* **WHAT THE TASK REQUIRES**:
Copy the material word for word, from its first line through the line that contains "[152,253,212,295]", including both ends.

Rows of box annotation data
○ ○ ○ ○

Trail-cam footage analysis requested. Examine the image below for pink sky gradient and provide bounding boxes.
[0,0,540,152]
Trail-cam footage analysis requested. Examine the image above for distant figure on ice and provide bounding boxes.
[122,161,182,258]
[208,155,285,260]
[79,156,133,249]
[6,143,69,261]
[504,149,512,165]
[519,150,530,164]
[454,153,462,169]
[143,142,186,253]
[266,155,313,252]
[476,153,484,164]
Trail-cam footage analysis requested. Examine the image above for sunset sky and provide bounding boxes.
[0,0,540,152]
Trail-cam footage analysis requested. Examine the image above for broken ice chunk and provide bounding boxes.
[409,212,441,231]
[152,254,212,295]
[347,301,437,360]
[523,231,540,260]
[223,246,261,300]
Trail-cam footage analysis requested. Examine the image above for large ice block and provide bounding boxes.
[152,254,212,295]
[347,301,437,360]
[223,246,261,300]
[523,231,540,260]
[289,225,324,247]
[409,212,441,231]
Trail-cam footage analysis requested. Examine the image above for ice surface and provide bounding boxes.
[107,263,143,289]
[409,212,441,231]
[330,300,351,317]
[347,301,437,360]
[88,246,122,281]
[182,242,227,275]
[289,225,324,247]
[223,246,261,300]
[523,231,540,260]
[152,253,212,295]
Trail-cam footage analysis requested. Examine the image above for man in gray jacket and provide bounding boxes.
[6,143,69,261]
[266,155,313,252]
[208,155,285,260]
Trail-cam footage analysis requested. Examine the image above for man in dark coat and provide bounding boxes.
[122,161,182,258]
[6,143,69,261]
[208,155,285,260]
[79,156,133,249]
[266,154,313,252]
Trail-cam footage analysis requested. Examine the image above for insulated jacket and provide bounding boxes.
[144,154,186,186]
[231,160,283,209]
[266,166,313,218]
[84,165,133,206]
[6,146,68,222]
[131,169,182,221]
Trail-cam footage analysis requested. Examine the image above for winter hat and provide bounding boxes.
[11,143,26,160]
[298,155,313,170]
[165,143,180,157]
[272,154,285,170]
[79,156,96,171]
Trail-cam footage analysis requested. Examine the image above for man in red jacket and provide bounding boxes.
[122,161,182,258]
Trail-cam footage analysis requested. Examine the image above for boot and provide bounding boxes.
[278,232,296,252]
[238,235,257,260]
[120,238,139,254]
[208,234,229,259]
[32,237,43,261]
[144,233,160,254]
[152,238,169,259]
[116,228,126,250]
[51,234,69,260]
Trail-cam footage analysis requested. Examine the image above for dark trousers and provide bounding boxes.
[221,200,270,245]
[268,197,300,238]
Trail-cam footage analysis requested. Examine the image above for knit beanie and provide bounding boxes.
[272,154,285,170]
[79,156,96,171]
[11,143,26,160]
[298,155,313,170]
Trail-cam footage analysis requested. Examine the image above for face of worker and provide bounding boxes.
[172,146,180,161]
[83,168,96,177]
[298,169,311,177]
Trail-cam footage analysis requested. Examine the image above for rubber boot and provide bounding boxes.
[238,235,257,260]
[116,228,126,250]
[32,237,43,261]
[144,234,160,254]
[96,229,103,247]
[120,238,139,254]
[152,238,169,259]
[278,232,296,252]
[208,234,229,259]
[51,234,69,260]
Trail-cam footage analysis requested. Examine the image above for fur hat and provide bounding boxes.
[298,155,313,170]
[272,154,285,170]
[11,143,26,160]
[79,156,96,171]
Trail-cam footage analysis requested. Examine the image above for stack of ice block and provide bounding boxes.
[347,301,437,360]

○ ○ ○ ○

* **RESPONSE**:
Trail-cam footage analysis requested. Examine the image below for pink sky gradient and provide bounding boxes.
[0,0,540,152]
Trail-cam footage analysis requested. Examine the image above for distant figure on ice and provide bounding boxes.
[122,161,182,258]
[208,155,285,260]
[79,156,133,249]
[6,143,69,261]
[504,149,512,165]
[519,150,530,164]
[454,153,462,169]
[143,142,186,253]
[266,155,313,252]
[476,153,484,164]
Trail-cam footage analysis requested. Examine the image above for sunset sky and provide bounding boxes.
[0,0,540,152]
Trail-cam footage analysis requested. Examine the image above for broken ice chunk and provide bounding boxes.
[409,212,441,231]
[152,254,212,295]
[347,301,437,360]
[523,231,540,260]
[223,246,261,300]
Trail-cam footage analysis requested. Examine the image above for large ice block and provide bounding boxes.
[152,254,212,295]
[347,301,437,360]
[223,246,261,300]
[523,231,540,260]
[289,225,324,247]
[409,212,441,231]
Trail-cam footage analysis requested. Examine the image above for ice surface and provide bounding boxes.
[107,263,143,289]
[409,212,441,231]
[330,300,351,317]
[347,301,437,360]
[88,246,122,281]
[182,242,227,275]
[289,225,324,247]
[223,246,261,300]
[523,231,540,260]
[152,253,212,295]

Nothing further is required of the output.